### DOCUMENT EXCERPT
--
Introduction

The study area is located in southern Iraq (in Thi-Qar Governorate) with 310 m2 (31 km long and 10 km wide). The stratigraphy scheme used in the G field was based on the terminology presented in exploration and appraisal well reports (G-1, G-2 and G-3) and various literature on the geology of Iraq, such as (Jassim and Goff 2006; Nairn and Alsharhan 1997), and Abdelkarim et al. (2009). In this field, hydrocarbons were encountered in Mishref, Zubair, Ratawi, and Yamama reservoirs. All formations were formed during the Cretaceous. Mishrif and Yamama are limestone formations, while Zubair and Ratawi are clastic formations. The Zubair formation mainly consists of sandstone and shale intercalation with small streaks of limestone and siltstone. These formations were subdivided into several reservoir units based on pressure and fluid information. Figure 1 shows the general G field stratigraphy based on G-1, G-2, G-3 combined with G-4.

Fig. 1
figure 1

stratigraphy column

The problems of wellbore instability are frequently reported in several fields of southern Iraq while drilling in the Zubair formation. Nonproductive time (NPT) in this field resulted from wellbore instability caused by hole collapse, hole enlargement, lost circulation, stuck pipe, and bad cement jobs, as presented in Fig. 2. Knowing geomechanical parameters, including the in situ stresses and the mechanical properties, can reduce the high cost resulting from NPT (Al-Wardy and Portillo 2010; Mohammed and Selman 2020). The operating mud weight is mainly selected to protect the well from the kick without considering geomechanical principles (Alsahlawi et al. 2017). Thus, shear failures will occur due to the imbalance between stress and rock strength (Mansourizadeh et al. 2016; Neeamy and Selman 2020). Borehole collapse (hole enlargement) occurs when hydrostatic pressure (mud weight) is lower than prospective. In other words, the hole enlargement happens when drilling fluid density is less than the strength of the rocks. Thus, shear failure happens at a low drilling fluid density while tangential stress raises high. Stress concentration causes an elliptic borehole shape because a rock piece breakdown the wellbore wall (Aadnoy and Kaarstad 2010). Shear failure causes poor cementing, insufficient hole cleaning, stuck pipe, and difficult logging. Sand production and an influx of the formation fluid can be caused by poor cementing. Moreover, when the borehole wall begins to collapse, parts rock fragment slips down into the borehole and then settling on the bottom hole assembly (BHA). This settling may stop the BHA from moving up and down and leading to a mechanical stuck pipe. As an outcome, the drilling operations will stop.
--
### LISTED ENTRIES
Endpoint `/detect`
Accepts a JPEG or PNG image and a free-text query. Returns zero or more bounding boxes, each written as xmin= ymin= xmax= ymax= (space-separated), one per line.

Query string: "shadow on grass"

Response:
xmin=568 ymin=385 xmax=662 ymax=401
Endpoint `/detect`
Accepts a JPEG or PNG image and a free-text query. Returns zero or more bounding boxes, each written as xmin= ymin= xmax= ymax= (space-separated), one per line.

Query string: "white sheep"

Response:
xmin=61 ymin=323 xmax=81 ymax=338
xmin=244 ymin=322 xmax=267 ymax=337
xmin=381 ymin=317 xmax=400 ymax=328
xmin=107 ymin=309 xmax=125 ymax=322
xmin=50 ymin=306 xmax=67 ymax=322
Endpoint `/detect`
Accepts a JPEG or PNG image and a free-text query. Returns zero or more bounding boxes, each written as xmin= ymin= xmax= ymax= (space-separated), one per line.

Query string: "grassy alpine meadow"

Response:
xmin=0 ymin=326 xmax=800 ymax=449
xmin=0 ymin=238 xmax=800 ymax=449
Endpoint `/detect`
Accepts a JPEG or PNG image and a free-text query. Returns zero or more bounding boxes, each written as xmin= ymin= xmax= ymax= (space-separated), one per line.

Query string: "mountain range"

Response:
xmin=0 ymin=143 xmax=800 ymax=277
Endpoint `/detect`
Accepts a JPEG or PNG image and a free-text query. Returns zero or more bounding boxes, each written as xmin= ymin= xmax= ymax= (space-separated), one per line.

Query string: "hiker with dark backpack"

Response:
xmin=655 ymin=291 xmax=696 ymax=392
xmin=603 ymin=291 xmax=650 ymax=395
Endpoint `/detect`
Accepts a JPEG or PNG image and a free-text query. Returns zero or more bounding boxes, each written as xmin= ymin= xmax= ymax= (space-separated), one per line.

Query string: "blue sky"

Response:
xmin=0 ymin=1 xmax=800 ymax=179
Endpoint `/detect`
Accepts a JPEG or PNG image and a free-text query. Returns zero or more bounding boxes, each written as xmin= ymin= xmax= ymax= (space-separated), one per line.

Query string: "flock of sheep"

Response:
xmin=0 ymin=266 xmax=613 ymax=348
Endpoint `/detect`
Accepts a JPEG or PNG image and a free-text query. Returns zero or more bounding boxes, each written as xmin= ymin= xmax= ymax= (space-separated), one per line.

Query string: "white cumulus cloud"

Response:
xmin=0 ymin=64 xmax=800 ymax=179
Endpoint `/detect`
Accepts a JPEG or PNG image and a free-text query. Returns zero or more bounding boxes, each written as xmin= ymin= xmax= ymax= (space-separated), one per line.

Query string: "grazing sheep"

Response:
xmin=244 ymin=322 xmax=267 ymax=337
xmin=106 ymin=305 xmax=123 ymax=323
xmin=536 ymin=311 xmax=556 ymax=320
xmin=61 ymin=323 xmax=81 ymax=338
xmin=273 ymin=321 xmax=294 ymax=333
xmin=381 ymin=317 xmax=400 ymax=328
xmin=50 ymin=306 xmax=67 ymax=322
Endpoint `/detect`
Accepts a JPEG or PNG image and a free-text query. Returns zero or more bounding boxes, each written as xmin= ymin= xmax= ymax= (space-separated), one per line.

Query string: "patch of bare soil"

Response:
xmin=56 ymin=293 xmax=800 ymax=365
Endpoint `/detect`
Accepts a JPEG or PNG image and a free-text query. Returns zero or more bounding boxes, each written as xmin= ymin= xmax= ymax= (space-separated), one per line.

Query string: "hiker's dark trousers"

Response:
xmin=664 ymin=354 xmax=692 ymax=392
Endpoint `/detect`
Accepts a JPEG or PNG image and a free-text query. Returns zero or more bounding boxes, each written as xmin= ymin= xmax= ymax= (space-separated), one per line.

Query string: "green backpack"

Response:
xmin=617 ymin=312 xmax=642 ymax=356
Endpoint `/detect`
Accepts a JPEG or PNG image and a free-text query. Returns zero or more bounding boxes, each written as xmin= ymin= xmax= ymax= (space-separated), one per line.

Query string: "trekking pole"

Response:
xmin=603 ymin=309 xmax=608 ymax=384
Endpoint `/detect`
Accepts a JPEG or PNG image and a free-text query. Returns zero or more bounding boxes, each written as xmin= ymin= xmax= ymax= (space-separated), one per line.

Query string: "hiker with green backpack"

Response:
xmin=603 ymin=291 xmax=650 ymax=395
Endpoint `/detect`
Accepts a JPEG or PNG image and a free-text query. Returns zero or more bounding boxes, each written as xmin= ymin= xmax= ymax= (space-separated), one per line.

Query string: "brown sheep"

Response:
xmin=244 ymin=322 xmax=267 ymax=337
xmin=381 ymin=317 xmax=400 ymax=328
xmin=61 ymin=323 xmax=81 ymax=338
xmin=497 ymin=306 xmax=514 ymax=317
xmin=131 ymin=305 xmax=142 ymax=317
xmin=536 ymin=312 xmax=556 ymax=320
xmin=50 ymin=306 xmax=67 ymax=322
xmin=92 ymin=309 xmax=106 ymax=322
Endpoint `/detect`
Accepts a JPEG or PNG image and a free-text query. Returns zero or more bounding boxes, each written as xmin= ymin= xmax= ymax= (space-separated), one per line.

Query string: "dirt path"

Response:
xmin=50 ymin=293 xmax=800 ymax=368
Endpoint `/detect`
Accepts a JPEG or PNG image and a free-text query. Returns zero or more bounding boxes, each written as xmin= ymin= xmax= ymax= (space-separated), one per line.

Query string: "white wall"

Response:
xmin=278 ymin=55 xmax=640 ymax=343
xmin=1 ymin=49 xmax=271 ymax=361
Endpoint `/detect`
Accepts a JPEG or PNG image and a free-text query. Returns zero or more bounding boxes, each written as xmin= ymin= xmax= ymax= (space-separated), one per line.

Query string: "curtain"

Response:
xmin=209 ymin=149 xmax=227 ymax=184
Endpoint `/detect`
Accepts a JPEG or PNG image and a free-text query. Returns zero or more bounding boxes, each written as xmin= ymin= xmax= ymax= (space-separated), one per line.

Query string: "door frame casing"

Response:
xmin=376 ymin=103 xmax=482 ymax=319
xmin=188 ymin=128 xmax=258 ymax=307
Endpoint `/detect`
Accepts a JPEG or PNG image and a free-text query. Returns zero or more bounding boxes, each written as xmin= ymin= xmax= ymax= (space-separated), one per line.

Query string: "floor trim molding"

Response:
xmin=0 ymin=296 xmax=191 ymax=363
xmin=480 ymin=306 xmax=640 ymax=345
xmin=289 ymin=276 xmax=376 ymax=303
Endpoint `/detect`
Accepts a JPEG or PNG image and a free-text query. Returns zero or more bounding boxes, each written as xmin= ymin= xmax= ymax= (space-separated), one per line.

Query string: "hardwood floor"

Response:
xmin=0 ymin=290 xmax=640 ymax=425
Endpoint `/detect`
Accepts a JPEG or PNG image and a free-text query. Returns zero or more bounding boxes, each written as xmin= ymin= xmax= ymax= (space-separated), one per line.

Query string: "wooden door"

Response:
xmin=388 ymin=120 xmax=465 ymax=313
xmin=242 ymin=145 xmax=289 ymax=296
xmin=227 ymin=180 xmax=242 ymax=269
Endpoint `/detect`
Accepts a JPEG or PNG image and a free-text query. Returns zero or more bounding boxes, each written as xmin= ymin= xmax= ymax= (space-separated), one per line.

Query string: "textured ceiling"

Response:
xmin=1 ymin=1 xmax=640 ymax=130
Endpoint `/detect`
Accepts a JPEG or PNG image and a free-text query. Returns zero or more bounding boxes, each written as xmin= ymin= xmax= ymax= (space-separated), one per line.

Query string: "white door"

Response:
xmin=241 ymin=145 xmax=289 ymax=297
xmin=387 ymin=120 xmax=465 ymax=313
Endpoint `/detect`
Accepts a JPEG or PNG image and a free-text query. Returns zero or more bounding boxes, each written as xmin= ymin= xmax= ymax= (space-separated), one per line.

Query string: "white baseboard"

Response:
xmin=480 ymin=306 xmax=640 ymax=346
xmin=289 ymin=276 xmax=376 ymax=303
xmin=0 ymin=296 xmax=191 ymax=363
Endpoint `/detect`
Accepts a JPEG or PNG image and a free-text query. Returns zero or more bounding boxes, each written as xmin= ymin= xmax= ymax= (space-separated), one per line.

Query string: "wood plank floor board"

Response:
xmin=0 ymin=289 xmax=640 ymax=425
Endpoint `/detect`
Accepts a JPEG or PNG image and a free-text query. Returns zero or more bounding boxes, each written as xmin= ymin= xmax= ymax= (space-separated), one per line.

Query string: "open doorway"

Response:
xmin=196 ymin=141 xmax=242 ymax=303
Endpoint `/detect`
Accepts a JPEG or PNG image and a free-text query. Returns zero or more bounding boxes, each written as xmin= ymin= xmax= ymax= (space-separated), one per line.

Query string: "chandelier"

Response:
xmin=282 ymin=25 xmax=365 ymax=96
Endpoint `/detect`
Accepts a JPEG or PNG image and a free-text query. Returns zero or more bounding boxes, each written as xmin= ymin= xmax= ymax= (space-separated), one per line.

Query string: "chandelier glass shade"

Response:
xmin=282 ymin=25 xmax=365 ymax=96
--
### STATED GOAL
In the G field introduction at the top, what does the Zubair formation mainly consist of?

### RESULT OF THIS EXERCISE
Sandstone and shale intercalation with small streaks of limestone and siltstone.